-- GIVEN INSTRUCTION --
Show every line of the records below that contains the word "woman", copied unchanged.

— Begin DATA RECORDS —

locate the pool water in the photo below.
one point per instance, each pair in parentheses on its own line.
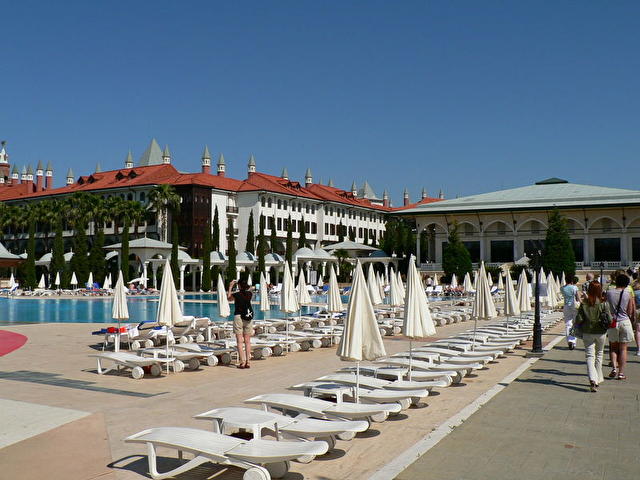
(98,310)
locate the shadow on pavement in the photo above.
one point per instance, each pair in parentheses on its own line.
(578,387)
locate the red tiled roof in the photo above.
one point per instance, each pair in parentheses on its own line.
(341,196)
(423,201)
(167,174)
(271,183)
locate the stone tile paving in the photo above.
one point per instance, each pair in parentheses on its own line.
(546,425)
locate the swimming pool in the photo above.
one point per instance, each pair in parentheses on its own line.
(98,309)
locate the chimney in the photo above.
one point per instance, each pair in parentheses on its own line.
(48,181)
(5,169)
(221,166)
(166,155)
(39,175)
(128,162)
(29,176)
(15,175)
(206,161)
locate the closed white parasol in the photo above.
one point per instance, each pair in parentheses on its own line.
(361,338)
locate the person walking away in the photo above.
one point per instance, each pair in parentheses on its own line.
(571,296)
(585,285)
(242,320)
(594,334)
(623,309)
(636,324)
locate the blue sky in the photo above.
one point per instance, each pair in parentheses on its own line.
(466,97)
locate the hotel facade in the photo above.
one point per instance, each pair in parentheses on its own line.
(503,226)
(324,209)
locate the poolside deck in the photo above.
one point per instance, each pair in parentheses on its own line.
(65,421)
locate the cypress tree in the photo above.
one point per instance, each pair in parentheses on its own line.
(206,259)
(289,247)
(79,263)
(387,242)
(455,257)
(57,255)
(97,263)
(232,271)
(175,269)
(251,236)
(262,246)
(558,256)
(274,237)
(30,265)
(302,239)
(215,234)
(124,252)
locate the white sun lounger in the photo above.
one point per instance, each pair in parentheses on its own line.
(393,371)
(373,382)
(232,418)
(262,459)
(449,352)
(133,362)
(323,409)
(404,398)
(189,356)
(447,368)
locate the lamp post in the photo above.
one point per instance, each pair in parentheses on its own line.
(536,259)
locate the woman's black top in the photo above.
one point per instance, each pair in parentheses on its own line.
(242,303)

— End DATA RECORDS —
— Begin DATA RECORDS —

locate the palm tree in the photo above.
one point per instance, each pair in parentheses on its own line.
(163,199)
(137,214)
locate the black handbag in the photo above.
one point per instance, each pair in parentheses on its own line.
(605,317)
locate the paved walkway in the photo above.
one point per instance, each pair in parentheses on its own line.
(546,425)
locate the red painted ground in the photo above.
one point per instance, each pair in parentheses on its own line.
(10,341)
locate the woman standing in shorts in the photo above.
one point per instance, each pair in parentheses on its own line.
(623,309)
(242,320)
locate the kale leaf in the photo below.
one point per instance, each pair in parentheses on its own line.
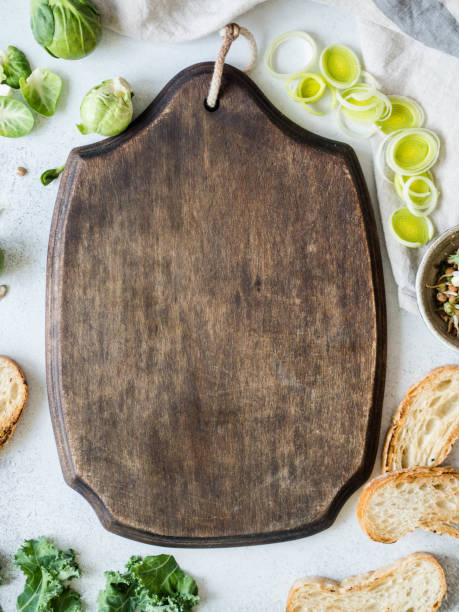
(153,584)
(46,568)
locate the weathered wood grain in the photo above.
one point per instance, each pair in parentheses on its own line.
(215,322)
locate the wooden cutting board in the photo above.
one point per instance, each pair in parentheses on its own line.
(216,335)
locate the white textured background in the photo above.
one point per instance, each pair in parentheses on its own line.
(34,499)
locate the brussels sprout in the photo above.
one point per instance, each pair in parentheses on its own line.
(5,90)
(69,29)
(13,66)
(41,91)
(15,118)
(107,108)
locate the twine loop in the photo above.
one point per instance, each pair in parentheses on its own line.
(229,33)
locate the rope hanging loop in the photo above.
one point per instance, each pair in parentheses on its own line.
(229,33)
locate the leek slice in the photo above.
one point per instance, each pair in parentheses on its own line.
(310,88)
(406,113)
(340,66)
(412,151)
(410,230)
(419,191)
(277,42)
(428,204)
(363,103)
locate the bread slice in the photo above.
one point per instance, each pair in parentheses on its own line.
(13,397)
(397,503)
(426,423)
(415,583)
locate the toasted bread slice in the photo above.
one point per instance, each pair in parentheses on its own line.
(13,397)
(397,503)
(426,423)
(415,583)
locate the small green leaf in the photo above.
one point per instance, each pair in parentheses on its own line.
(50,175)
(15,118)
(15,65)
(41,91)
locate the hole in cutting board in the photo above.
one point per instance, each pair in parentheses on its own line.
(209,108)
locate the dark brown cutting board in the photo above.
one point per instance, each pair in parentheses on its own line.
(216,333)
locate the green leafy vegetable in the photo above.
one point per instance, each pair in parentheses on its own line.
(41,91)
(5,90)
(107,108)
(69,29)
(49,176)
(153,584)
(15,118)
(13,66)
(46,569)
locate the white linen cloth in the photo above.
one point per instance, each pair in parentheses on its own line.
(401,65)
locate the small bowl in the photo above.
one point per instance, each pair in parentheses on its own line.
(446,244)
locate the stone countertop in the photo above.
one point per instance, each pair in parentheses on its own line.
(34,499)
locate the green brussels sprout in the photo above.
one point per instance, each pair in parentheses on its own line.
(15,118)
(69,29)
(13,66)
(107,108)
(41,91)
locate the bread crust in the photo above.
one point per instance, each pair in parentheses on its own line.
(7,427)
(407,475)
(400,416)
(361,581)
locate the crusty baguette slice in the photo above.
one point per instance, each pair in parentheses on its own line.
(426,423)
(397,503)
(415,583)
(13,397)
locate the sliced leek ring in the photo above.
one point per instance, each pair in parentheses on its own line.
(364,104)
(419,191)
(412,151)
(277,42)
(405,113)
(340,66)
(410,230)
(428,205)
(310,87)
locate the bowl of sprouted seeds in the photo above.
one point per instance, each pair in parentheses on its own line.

— End DATA RECORDS —

-- ANSWER TO THE TASK --
locate the woman's black top in the photo above.
locate the woman standing in shorts in the photo above.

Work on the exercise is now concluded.